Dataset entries
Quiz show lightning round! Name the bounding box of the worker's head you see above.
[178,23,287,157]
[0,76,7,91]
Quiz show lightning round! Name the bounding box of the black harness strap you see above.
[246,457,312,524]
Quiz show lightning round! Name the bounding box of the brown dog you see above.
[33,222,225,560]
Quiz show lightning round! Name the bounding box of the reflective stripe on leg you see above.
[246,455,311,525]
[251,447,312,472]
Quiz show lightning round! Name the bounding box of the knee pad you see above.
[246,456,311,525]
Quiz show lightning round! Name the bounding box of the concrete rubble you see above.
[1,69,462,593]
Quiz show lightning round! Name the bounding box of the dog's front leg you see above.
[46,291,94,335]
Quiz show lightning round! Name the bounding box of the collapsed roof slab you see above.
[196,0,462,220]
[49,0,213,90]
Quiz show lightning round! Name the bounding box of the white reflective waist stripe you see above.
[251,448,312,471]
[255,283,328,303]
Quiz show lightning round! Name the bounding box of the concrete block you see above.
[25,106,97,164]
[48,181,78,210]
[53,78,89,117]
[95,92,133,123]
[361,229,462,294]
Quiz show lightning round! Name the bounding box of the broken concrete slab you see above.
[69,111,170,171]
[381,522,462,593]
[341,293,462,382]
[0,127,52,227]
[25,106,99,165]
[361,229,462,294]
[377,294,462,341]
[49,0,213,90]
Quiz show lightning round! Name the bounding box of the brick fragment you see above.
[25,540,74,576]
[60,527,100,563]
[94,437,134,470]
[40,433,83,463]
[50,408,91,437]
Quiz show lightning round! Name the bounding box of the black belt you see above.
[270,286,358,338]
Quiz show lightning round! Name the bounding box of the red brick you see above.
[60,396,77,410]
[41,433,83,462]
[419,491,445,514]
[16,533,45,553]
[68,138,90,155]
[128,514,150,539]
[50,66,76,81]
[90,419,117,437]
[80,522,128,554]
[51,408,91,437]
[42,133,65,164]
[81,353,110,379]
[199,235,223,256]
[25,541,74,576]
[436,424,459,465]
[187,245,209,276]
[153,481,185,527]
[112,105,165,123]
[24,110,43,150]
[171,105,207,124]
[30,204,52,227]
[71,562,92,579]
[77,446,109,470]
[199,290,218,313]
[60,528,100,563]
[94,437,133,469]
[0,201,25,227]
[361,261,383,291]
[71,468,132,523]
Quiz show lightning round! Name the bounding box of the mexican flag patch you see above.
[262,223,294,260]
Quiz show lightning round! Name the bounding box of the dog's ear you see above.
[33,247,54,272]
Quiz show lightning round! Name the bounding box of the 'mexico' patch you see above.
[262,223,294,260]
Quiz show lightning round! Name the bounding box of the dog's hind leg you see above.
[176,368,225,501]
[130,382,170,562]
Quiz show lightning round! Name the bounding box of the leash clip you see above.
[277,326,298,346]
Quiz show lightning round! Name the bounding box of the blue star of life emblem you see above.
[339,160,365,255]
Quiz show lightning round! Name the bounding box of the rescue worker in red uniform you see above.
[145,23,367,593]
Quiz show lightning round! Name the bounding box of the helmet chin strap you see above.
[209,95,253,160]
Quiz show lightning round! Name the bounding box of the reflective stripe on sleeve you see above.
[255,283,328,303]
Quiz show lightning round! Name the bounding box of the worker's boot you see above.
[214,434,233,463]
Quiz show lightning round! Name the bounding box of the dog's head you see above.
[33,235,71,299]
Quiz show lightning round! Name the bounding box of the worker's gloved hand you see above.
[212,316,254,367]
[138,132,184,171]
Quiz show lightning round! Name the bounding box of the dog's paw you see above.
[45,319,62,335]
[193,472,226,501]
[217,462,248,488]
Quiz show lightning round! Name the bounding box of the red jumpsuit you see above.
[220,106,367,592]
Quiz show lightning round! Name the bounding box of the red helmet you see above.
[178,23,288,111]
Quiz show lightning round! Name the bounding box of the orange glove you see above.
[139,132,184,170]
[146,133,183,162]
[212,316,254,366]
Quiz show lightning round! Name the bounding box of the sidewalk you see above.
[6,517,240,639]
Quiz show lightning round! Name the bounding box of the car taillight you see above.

ASSIGNMENT
Write out exactly the lines that run from the one containing "Quiz show lightning round! Name the bounding box of the sidewalk" to the end of the records, both end lines included.

WRITTEN SOLUTION
Quiz show lightning round! Name the bounding box of the sidewalk you see above.
[6,517,240,639]
Quiz show lightning round! Name the bounding box of the car taillight you see above.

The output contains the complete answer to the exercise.